EXERCISE OBJECTIVE >> Continue the news excerpt about the Idaho Housing and Finance supplemental funding request, picking up right after its final sentence.

DOCUMENT EXCERPT >>
The supplemental request will first need approval from the Joint Finance-Appropriations Committee, a committee with only seven of 20 members returning from the previous year. Sen. Scott Grow, R-Eagle, is the incoming co-chairman of JFAC and said he is aware of the supplemental request, and it will be one of the first agenda items for the committee to address in January.
But whether it will pass either the committee or the full House and Senate is an open question, Grow said. Everyone is navigating new political territory in the Statehouse with a record number of freshmen legislators.
Until there’s a clear answer and timeline, Lantz said Idaho Housing and Finance will stop taking applications after Dec. 29. All applications received before that date will still be processed.
“We hope that additional funding will be approved early in the legislative session. Our mission since the beginning has been to lessen the burden on families that are facing homelessness or any other housing challenges, and that becomes more acute in the winter months,” Lantz said.

EXTRACTED ENTRIES >>
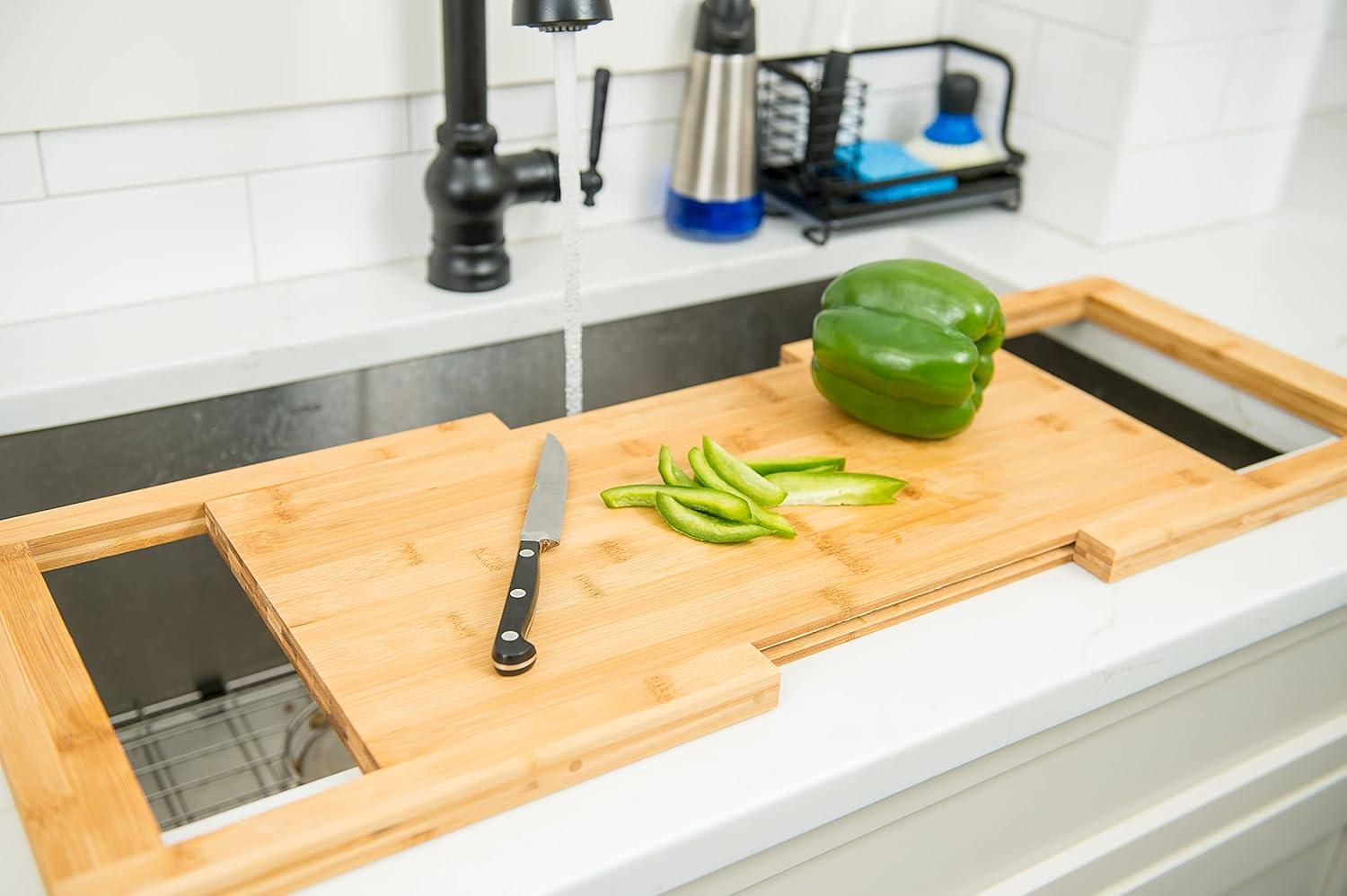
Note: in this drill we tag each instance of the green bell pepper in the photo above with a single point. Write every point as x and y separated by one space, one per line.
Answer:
702 527
907 347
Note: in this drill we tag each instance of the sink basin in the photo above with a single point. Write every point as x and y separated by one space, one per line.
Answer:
169 637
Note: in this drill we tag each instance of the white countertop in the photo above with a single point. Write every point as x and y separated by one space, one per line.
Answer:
991 670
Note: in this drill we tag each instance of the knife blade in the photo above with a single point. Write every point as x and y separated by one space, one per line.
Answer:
512 654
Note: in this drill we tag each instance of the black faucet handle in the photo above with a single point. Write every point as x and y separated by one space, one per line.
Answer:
592 180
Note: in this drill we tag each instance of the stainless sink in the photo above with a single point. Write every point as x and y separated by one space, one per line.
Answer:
204 699
169 620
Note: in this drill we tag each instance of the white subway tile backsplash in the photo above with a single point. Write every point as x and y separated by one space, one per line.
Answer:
1172 21
528 110
1117 18
339 215
119 155
1067 178
1271 80
77 253
1009 31
1330 85
21 170
1177 92
1190 185
1079 83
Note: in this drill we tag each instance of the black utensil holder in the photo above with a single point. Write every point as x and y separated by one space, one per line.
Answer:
802 177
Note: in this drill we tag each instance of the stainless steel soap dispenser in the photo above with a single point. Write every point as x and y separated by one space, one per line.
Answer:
713 188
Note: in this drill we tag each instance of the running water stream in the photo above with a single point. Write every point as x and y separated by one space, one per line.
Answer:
568 137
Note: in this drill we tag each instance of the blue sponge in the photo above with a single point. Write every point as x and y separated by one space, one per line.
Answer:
885 159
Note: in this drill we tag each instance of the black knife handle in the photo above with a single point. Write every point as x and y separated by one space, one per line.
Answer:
512 654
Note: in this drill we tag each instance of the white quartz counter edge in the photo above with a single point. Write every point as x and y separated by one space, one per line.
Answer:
886 712
858 721
869 718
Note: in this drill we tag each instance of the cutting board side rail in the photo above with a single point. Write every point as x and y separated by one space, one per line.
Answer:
1155 530
72 782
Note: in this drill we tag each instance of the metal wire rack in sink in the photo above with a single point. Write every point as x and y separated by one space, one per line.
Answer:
228 745
806 127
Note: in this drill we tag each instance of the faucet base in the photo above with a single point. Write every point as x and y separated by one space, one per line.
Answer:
469 268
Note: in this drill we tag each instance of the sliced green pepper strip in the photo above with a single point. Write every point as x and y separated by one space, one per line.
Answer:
670 470
711 480
744 479
724 505
834 488
765 465
702 527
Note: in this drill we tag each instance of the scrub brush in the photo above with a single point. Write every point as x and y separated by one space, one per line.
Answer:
954 140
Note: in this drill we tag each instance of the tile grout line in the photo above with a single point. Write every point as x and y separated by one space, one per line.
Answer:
42 164
252 228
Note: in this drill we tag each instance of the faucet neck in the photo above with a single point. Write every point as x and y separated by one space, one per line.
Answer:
465 64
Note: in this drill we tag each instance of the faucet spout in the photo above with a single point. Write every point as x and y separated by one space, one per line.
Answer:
469 186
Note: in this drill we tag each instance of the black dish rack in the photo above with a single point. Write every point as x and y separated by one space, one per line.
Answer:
802 123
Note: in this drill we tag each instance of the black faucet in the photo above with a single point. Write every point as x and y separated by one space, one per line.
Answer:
468 185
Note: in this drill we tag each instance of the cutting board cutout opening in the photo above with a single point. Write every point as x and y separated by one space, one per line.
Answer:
205 705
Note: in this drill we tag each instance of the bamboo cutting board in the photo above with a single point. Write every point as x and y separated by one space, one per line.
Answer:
382 569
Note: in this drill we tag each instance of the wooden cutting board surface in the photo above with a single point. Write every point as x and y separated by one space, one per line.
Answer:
385 583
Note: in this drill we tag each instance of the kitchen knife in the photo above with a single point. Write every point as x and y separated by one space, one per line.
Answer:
512 653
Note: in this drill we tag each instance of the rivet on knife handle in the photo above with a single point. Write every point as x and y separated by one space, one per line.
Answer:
512 653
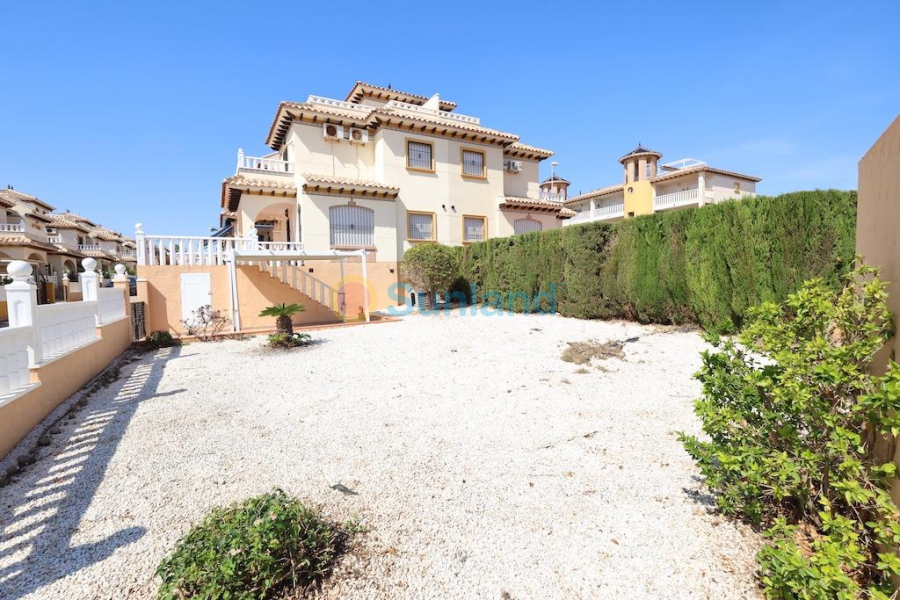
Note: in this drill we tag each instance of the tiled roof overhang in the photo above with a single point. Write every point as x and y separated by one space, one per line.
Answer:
363 90
530 205
343 186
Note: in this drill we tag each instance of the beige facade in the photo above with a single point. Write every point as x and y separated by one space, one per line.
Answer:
648 187
396 168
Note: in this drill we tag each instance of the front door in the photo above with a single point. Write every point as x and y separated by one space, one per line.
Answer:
196 291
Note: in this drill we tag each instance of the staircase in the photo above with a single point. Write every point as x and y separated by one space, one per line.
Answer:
291 274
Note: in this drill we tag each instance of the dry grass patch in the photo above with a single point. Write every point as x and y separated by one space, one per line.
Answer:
581 353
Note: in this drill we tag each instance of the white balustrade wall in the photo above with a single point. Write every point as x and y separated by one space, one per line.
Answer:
41 333
14 374
66 326
194 250
111 305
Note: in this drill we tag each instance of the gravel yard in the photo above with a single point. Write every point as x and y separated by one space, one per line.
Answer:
481 464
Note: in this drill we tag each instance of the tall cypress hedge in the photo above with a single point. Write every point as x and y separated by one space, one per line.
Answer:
705 265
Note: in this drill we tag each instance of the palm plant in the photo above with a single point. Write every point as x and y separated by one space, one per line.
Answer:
283 313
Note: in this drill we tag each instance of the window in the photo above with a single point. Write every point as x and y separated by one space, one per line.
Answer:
421 226
473 163
526 226
474 228
419 156
352 226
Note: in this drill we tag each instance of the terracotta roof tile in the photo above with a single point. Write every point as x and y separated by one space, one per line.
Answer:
332 179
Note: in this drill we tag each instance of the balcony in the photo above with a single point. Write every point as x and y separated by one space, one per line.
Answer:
601 213
677 199
263 164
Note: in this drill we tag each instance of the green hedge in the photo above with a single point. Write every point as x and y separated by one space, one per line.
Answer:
704 265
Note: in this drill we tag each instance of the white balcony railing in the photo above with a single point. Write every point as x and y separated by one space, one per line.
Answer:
601 213
276 166
338 104
675 199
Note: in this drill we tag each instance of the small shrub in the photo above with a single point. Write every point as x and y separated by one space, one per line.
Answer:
793 417
293 340
161 339
205 323
283 313
430 268
255 549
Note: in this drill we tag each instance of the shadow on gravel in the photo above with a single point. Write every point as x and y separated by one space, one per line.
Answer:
42 510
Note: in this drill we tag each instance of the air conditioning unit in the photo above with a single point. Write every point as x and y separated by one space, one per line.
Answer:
359 136
332 131
514 166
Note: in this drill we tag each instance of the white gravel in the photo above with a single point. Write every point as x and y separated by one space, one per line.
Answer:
482 465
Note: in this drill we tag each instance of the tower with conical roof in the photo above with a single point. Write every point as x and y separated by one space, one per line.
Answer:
639 168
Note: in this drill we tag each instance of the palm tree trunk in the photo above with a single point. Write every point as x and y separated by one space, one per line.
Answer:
283 325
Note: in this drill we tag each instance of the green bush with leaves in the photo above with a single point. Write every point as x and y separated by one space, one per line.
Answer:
283 313
289 340
161 339
431 268
255 549
705 265
792 416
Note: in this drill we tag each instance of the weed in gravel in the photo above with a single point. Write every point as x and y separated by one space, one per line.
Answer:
581 353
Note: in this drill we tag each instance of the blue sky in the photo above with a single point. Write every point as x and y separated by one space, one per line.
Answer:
129 111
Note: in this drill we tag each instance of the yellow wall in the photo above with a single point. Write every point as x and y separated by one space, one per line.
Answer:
639 198
878 217
59 380
160 288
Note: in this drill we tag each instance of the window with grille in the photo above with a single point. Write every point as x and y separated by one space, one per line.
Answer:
420 155
473 163
526 226
473 229
352 226
421 226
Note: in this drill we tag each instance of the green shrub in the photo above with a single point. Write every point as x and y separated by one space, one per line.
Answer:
255 549
283 313
289 340
706 265
792 417
161 339
431 268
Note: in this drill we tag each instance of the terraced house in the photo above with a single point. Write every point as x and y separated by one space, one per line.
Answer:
649 187
382 170
356 181
54 243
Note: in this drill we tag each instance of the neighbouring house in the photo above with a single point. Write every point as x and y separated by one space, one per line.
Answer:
54 243
648 187
348 187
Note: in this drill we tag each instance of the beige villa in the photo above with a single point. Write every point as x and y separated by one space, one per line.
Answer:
648 187
382 170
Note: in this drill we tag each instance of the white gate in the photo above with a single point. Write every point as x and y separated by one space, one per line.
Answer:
196 291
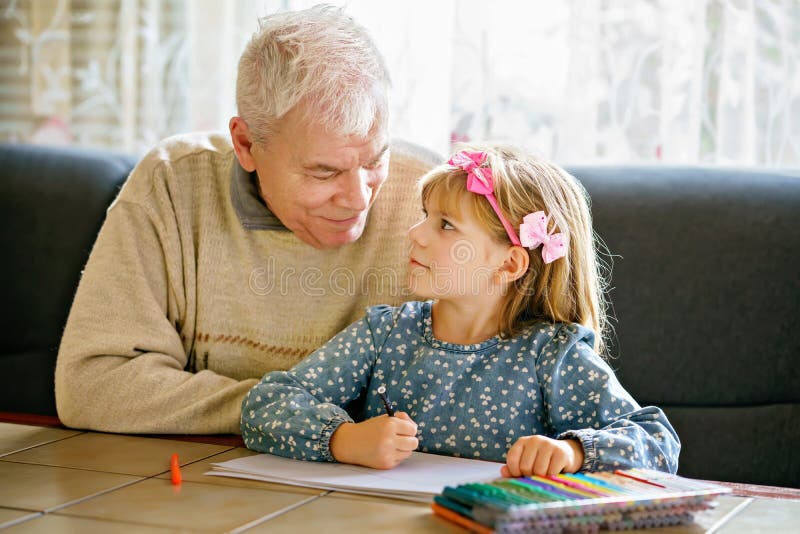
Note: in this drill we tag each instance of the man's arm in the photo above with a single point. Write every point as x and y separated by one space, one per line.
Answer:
121 362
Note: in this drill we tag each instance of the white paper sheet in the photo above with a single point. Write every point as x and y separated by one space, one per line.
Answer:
419 477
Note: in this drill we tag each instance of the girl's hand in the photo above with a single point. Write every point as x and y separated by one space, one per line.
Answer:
542 456
381 442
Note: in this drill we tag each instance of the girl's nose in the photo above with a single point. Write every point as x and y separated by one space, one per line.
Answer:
417 234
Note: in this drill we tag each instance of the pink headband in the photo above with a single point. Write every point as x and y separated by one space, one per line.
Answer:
533 229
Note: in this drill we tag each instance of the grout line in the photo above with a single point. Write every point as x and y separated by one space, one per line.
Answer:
273 515
23 519
92 496
719 524
29 447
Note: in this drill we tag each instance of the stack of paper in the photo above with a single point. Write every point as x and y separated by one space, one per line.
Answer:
418 478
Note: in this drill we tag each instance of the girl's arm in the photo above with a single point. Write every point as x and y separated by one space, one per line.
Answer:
585 401
294 413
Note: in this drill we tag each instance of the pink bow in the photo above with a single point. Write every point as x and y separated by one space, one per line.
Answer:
533 232
479 181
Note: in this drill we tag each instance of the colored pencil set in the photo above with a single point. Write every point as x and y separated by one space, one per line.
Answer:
581 502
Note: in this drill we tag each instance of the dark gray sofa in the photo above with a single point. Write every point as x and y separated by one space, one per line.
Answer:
705 290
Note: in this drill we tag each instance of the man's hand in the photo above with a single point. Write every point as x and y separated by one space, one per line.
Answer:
542 456
381 442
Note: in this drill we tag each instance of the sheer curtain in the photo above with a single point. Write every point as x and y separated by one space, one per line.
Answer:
680 81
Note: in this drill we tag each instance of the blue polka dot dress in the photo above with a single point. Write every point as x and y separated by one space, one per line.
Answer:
472 401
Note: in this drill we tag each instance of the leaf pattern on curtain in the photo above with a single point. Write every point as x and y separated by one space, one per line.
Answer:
680 81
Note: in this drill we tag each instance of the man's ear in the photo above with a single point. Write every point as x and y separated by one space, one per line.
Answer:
515 264
242 144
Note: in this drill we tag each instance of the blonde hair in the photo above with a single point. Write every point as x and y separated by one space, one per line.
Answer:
570 289
319 56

EXPECTED ANSWER >>
Boise/Ada housing authority receives about 1,200 applications per month for assistance
The Boise City/Ada County Housing Authority, on the other hand, is not pausing its program and estimates it will be able to keep distributing emergency rental assistance funds for the first six months of 2023, said Programs Director Jillian Patterson.
The housing authority has operated independently of Idaho Housing and Finance when it comes to the rental assistance funding because as a state and local organization, it has received separate direct awards from the government that do not need legislative approval.
Over the past two years, the housing authority has provided rental assistance to approximately 10,000 households, or 21,000 people, with a combined total of $47 million in funds. That includes some of the reallocated funds that the housing authority received when the Idaho Housing and Finance Association had to give the funds back to the U.S. Treasury.
The housing authority receives about 1,200 applications for assistance per month, which works out to about $2.5 million, and distributed $1 million in assistance just in the first week of December.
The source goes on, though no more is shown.